GIVEN RECORDS: Begin

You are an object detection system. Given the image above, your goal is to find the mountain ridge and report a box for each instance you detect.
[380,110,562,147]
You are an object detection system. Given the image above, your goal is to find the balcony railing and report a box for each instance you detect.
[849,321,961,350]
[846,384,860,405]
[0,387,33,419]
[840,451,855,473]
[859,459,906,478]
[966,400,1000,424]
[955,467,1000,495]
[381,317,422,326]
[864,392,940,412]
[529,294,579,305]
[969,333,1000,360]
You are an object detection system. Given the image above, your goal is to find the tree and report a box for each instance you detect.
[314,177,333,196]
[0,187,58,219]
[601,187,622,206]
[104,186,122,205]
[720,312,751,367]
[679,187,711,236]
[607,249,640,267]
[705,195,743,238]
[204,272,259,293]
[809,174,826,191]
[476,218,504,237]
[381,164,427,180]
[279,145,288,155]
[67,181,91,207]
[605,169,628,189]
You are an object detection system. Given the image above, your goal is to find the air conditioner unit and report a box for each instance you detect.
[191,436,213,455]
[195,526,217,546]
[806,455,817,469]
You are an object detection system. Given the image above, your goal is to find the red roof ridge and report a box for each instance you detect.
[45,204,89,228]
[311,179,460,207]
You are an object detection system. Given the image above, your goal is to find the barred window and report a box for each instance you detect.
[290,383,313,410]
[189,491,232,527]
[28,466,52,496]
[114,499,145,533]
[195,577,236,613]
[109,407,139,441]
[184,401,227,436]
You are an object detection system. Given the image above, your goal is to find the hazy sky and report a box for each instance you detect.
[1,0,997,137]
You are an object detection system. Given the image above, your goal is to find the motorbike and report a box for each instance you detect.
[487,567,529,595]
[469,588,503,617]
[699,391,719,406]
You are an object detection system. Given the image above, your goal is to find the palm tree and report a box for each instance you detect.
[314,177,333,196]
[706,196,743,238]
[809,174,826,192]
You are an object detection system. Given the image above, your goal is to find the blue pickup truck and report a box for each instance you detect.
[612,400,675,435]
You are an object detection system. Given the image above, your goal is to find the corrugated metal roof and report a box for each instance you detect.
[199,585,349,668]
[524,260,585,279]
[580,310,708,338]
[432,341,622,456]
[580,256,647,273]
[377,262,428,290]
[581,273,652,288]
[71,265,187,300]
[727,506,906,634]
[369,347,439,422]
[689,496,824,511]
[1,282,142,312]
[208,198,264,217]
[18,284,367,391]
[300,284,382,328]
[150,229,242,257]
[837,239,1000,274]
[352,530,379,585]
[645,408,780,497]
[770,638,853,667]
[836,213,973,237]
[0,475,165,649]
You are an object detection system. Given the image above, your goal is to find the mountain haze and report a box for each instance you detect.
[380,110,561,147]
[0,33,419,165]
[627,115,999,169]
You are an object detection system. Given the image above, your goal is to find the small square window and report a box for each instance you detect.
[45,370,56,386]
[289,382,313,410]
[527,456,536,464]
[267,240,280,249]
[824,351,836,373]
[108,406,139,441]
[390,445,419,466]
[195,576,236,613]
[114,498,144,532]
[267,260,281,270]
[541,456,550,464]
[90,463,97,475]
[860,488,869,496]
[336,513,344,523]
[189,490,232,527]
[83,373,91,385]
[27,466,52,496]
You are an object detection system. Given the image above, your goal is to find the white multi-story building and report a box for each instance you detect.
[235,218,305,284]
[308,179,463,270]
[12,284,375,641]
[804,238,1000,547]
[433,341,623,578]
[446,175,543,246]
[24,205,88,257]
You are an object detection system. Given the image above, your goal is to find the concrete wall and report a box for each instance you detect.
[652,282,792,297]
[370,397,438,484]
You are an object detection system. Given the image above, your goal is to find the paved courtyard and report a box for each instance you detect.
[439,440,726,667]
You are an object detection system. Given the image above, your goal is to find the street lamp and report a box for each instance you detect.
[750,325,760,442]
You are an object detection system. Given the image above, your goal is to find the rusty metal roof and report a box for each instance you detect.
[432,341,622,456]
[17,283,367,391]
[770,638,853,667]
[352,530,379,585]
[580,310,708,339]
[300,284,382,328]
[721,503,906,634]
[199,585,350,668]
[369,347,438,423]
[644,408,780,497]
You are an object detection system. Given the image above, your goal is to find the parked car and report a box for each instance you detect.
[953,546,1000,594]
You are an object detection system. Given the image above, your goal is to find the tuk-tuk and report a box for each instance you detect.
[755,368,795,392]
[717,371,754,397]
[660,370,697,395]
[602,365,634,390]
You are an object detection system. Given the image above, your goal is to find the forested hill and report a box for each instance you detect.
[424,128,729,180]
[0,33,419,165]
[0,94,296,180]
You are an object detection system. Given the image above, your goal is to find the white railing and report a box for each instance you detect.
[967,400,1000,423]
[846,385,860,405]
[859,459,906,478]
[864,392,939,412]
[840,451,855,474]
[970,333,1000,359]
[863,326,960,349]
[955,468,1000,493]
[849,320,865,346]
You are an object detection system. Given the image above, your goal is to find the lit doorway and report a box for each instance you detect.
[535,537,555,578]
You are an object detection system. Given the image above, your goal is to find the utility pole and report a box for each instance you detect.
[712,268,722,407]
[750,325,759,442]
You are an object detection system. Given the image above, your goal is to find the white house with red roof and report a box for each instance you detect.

GIVEN RECORDS: End

> _EXERCISE DESCRIPTION_
Copy out all of the data. Keep every word unchanged.

> _SOLUTION TO THIS EXERCISE_
You are an object detection system. Given the image above, your goal is to find the mountain ridge and report a box for each instance you detect.
[380,110,562,147]
You are an object detection system. Given the image above, your goal is to find the balcony railing and report a box for each instance you detect.
[849,321,961,350]
[846,384,860,405]
[0,387,33,419]
[840,451,855,473]
[859,459,906,478]
[966,400,1000,424]
[955,467,1000,495]
[381,317,422,326]
[864,392,940,412]
[529,294,579,305]
[969,333,1000,360]
You are an object detection system. Given the image above, your goal is to find the tree and report a box for each instance you detect.
[314,177,333,196]
[0,187,58,219]
[601,187,622,206]
[104,186,122,205]
[720,312,751,367]
[679,187,711,236]
[607,249,640,267]
[705,195,743,238]
[204,272,259,293]
[809,174,826,191]
[476,218,504,237]
[381,164,427,180]
[279,145,288,155]
[67,181,91,207]
[605,169,628,189]
You are an object detection system. Given the image above, your goal is to find the air conditioner unit and report a box for each instance you detect.
[191,436,213,455]
[195,526,217,546]
[806,455,817,469]
You are an object detection system. Given the image above, your goal is to find the red roof ridge and report a box for each instance you detect.
[45,204,89,228]
[311,179,460,207]
You are an object detection system. Given the image above, your goal is to find the barred window and report a box for each instance you detect.
[290,383,313,410]
[189,491,232,527]
[28,466,52,496]
[114,499,145,533]
[195,577,236,613]
[109,407,139,441]
[184,401,227,436]
You are an object detection system. Given the image above, your goal is to find the hazy sky and report a box for each instance you detect.
[1,0,997,137]
You are an object detection system. Given the image above, your goal is to find the motorbike and report a box for each instance you detect.
[487,567,529,595]
[469,588,503,617]
[699,391,719,406]
You are an object detection system. Given the image above, your goal is to find the palm tree and report a box for each instance you detect.
[314,177,333,196]
[706,196,743,238]
[809,174,826,192]
You are an object detection system. Given the image above, your goal is to find the blue pickup truck and report a box for each instance you detect.
[612,400,675,435]
You are an object detection system. Given the image above, your goal is to find the corrugated metal roof and report a box for each instance you detect.
[199,585,349,668]
[524,260,585,279]
[580,310,708,338]
[432,341,622,456]
[580,256,647,273]
[377,262,428,290]
[581,273,652,288]
[71,265,187,300]
[727,506,906,634]
[369,347,439,422]
[689,496,824,511]
[1,282,142,312]
[208,198,264,217]
[18,284,367,391]
[300,284,382,328]
[150,229,242,257]
[837,239,1000,274]
[352,530,379,585]
[645,408,780,497]
[770,638,853,667]
[836,213,973,237]
[0,475,165,649]
You are an object detection system. Given the image above, your goal is to find the mountain haze and report a box for each instance you detect.
[380,110,561,147]
[0,33,419,165]
[627,115,999,169]
You are an object detection system. Given the image above, your goal is to find the small square window and report a box for each instance you detect.
[45,370,56,386]
[289,382,313,410]
[527,456,536,464]
[267,240,280,249]
[824,351,836,373]
[108,406,139,441]
[390,445,419,466]
[195,576,236,613]
[114,498,144,532]
[267,260,281,270]
[541,456,550,464]
[90,463,97,475]
[860,488,869,496]
[336,513,344,523]
[189,490,232,527]
[83,373,91,385]
[27,466,52,496]
You are an object detection system. Given the image above, your goal is to find the white multi-story building and report a box for each instance you detect.
[235,218,305,284]
[308,179,463,270]
[12,284,375,641]
[804,238,1000,547]
[433,341,623,578]
[446,175,543,246]
[24,205,88,257]
You are an object detection system. Given the image above, your goal is to find the concrete wall and report a box for each instance you detect.
[652,282,792,297]
[370,397,438,484]
You are an object detection system. Given the image above, your goal is to find the paved courtyard and report a box for each instance you detect.
[439,440,726,667]
You are an object detection system. Given the image above, your goal is to find the street lamp and report a box for each instance you detect.
[750,325,760,442]
You are an object detection system. Given the image above, your goal is to find the rusty metal roof and report a box for each instance you detect.
[432,341,622,456]
[17,283,367,391]
[770,638,853,667]
[352,530,379,585]
[580,310,708,339]
[300,284,382,328]
[721,503,906,634]
[199,585,350,668]
[369,347,438,423]
[644,408,780,497]
You are an object detection system. Given the image above, your goal is to find the parked car and report a box for each instance you detect.
[953,546,1000,594]
You are an object detection system. Given the image above, your goal is to find the tuk-tuk and report a box for each instance you detect.
[755,368,795,392]
[717,371,754,397]
[660,370,697,395]
[602,365,634,390]
You are an object detection system. Given the image above, your goal is to find the forested hill and report a box for each instance you detect.
[424,128,729,180]
[0,33,419,165]
[0,94,296,180]
You are an object detection system. Given the image above, your goal is to find the white railing and report a box for each instance you detect.
[967,400,1000,423]
[846,385,860,405]
[859,459,906,478]
[864,392,939,412]
[840,451,855,474]
[970,333,1000,359]
[863,326,960,349]
[955,468,1000,493]
[849,320,865,346]
You are an object detection system. Given the image above, your goal is to find the lit doorway and report a box for each instance you detect.
[535,537,555,578]
You are an object detection system. Given the image above, your goal is to find the utility pole and report a box for each instance you detect.
[712,268,722,407]
[750,325,759,442]
You are an object detection system. Given the image above, your goal is to find the white house with red roof and report a box for each instance you detect.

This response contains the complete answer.